Set task – Would you return all of this data exactly, leaving nothing out?

───── Data lines

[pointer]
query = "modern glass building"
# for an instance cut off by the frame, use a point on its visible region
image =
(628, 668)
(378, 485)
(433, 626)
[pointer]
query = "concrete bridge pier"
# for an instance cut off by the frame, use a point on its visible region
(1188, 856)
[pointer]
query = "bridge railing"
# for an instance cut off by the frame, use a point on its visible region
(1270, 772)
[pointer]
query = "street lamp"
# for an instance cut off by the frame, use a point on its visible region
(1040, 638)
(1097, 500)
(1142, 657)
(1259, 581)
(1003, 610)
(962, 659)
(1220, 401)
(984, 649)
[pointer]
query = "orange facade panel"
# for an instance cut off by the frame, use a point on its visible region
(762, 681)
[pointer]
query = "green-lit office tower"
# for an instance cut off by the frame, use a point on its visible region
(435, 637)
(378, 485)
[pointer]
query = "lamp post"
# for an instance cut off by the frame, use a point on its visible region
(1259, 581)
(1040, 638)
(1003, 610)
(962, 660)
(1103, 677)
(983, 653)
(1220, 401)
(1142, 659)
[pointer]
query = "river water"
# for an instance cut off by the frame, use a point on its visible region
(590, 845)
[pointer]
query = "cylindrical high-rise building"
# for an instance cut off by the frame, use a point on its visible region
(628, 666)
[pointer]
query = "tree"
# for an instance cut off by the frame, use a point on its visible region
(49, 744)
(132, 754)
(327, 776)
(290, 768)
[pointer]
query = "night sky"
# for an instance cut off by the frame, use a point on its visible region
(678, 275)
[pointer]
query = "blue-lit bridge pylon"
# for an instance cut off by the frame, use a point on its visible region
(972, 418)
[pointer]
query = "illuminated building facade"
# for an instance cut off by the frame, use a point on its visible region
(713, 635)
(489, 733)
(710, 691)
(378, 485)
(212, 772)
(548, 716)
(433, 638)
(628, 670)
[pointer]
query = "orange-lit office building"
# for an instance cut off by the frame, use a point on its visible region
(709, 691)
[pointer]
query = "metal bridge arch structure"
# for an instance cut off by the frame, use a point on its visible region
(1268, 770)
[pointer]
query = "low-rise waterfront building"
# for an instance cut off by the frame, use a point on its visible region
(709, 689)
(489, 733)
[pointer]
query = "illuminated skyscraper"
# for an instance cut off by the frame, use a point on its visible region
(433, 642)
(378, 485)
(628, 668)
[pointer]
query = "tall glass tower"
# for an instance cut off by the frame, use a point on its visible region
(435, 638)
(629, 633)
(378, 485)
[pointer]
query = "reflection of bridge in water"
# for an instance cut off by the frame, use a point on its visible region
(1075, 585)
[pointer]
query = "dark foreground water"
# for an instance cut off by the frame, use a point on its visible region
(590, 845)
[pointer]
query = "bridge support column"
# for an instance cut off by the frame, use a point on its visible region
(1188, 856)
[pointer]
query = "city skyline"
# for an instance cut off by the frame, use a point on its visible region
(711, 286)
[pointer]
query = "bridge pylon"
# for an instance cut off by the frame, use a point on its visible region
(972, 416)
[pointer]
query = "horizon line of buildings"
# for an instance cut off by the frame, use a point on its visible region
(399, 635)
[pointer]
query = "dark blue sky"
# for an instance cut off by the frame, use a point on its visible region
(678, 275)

──────────

Task response –
[pointer]
query = "modern glass building"
# for an instance cut off by the frame, use a point on its visible region
image =
(628, 668)
(378, 485)
(433, 626)
[pointer]
query = "concrete bridge pier"
# for an instance cut off by the frame, use a point on its visible region
(1188, 856)
[pointer]
query = "bridge railing"
# for an instance cut off by the frame, use a point on its visible region
(1270, 772)
[pointer]
query = "street lamp"
# for an instance cut off by the frame, use a point on its visible region
(1040, 638)
(1097, 500)
(1142, 657)
(1259, 581)
(1003, 610)
(962, 659)
(1220, 401)
(984, 649)
[pointer]
query = "orange facade panel"
# for an instance cut off by the frame, use a point on its visible region
(762, 681)
[pointer]
query = "green-lit office tower"
# for an instance cut off by the frame, use a point on its visible region
(435, 637)
(378, 485)
[pointer]
query = "lamp post"
# for an instance cut off by the frame, use a point on its visible region
(1259, 581)
(1040, 638)
(1003, 610)
(962, 660)
(1103, 677)
(983, 653)
(1220, 401)
(1142, 659)
[pointer]
query = "river water"
# for an instance cut off by the frame, use a point on its visible region
(590, 845)
[pointer]
query = "cylindrical high-rise building"
# for an instance cut off by the frame, use a point on its visible region
(628, 666)
[pointer]
query = "tree"
# for an instance cut off by the frame, use a point on its visible region
(49, 744)
(132, 754)
(327, 776)
(290, 768)
[pointer]
query = "night sky"
# for an instance cut off by the frame, use a point on its visible region
(678, 275)
[pointer]
query = "blue-lit bridge pylon"
# for an instance cut off by the frame, use a point on its visible region
(972, 418)
[pointer]
query = "illuminated building facade"
# for an instance cut off by the frame, use a point on its visible region
(713, 635)
(489, 733)
(710, 691)
(378, 485)
(212, 772)
(548, 716)
(433, 638)
(628, 670)
[pointer]
query = "orange-lit office building"
# for an instance cut off by the frame, use a point on its visible region
(709, 691)
[pointer]
query = "metal bridge arch structure"
# for an instance cut off by the frame, use a point on its visible region
(1268, 770)
[pointer]
query = "low-rise waterfront building"
# for an instance cut off by the frame, use a point on its visible region
(709, 689)
(489, 733)
[pointer]
query = "illuminated skyscraper"
# for an instance cut off by the frame, use a point on its visible region
(433, 642)
(378, 485)
(628, 668)
[pointer]
query = "tall glass tower"
# for an instance cut off by the frame, use a point on its visible region
(435, 638)
(629, 633)
(378, 485)
[pointer]
query = "reflection of bridge in water"
# for an instance cut off by the frame, use a point on its visible region
(1075, 585)
[pointer]
query = "dark foreground water"
# for an instance cut off by the frame, use a point on its visible region
(590, 845)
[pointer]
query = "bridge support column"
# for an instance cut off by the frame, use a point on its visible region
(1188, 856)
[pointer]
query = "city skyline"
# for an instance cut off by the frame, use a point on its visible region
(711, 286)
[pointer]
query = "bridge pylon"
# for an instance cut off by the frame, use a point on its visible region
(972, 416)
[pointer]
query = "horizon line of buildings"
# for an instance cut off by the frame, use a point on its visible region
(399, 635)
[pointer]
query = "dark blue sky"
# for an instance cut off by the frame, use a point on its visible region
(678, 275)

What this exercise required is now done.